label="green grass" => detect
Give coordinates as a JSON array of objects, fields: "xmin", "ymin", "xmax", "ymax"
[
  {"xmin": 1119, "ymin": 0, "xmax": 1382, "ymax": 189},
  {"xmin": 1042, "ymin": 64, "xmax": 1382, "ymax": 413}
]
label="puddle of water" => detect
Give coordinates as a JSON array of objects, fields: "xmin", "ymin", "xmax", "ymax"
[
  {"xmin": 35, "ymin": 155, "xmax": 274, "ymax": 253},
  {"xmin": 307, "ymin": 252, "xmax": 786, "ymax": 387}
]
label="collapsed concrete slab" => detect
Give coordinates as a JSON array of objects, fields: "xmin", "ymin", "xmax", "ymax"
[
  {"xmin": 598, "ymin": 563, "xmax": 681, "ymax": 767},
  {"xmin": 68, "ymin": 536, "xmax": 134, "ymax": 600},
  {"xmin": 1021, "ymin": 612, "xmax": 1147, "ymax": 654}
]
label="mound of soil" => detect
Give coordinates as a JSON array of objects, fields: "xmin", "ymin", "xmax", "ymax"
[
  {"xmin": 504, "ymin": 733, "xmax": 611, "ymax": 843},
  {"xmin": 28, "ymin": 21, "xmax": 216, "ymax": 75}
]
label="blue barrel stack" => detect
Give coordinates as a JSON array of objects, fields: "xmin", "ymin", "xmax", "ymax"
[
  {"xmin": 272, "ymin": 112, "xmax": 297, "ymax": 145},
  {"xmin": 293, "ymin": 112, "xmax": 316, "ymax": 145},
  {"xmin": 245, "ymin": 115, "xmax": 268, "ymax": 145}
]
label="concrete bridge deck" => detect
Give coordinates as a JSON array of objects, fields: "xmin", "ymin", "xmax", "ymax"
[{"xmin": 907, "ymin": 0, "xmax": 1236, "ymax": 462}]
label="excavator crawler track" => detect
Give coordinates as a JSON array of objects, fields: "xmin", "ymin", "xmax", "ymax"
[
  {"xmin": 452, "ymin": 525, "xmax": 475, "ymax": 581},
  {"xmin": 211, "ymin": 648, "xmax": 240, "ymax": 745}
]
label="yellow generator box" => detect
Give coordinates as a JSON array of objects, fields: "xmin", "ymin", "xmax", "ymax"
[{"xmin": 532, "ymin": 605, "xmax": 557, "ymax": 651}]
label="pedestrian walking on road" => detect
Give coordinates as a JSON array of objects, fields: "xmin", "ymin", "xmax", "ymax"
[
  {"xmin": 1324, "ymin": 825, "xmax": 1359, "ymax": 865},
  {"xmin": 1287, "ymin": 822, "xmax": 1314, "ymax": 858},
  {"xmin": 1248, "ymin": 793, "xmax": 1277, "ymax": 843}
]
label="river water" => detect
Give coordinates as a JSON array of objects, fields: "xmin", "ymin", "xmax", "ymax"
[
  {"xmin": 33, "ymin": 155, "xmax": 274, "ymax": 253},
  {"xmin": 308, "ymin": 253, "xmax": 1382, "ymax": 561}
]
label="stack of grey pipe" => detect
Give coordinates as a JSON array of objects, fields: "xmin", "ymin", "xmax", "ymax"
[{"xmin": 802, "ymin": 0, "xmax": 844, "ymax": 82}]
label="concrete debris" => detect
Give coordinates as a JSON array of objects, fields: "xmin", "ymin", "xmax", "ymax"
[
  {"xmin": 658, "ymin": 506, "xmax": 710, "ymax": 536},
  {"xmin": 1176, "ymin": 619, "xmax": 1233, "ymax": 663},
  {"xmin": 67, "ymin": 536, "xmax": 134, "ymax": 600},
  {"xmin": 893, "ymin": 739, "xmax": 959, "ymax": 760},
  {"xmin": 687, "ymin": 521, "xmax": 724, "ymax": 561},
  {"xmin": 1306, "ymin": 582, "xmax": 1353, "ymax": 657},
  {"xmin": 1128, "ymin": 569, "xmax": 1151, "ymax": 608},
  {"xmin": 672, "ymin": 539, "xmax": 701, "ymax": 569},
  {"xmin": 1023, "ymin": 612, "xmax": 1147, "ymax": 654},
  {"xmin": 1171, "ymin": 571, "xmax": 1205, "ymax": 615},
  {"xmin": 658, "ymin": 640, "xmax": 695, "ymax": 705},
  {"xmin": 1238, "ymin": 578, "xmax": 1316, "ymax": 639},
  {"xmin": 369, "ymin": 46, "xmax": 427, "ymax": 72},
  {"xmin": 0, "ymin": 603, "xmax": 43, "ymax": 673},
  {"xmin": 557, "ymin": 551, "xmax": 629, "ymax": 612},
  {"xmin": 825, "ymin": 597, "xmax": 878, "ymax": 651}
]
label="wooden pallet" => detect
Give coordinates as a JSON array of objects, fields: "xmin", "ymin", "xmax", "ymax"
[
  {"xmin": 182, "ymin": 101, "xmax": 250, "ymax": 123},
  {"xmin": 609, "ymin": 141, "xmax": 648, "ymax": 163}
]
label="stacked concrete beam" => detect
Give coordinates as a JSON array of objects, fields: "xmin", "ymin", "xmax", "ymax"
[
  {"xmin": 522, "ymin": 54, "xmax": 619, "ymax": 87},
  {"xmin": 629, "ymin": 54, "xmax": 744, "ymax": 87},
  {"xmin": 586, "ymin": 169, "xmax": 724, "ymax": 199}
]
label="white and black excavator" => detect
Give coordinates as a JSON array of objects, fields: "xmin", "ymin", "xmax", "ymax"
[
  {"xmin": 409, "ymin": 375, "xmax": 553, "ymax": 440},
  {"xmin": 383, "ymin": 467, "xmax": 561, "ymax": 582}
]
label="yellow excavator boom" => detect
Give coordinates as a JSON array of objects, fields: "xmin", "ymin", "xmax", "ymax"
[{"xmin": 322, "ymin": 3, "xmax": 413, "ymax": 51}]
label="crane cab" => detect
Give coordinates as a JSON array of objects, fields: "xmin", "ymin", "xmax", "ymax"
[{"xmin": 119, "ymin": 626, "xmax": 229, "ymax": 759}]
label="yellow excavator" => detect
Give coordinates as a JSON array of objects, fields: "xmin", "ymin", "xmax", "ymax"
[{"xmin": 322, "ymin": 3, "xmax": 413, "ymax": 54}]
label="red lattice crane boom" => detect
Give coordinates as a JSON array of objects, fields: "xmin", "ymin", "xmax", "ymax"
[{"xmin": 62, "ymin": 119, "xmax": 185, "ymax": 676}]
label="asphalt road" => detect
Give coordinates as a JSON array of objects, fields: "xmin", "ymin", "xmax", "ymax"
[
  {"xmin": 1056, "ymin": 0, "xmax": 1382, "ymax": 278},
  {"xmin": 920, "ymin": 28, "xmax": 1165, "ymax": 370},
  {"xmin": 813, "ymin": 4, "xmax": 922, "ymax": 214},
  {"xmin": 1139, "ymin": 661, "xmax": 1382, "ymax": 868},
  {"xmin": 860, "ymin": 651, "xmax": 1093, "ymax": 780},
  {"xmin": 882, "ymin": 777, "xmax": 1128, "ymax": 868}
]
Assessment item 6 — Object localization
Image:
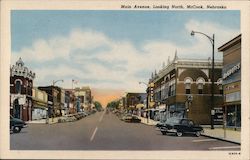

● ● ● ●

**GOAL:** Please list every line of the records above that contains the string "road", matching case exactly.

**THE RESULT:**
label="pedestrian walking on road" => detect
label="asphalt road" => detect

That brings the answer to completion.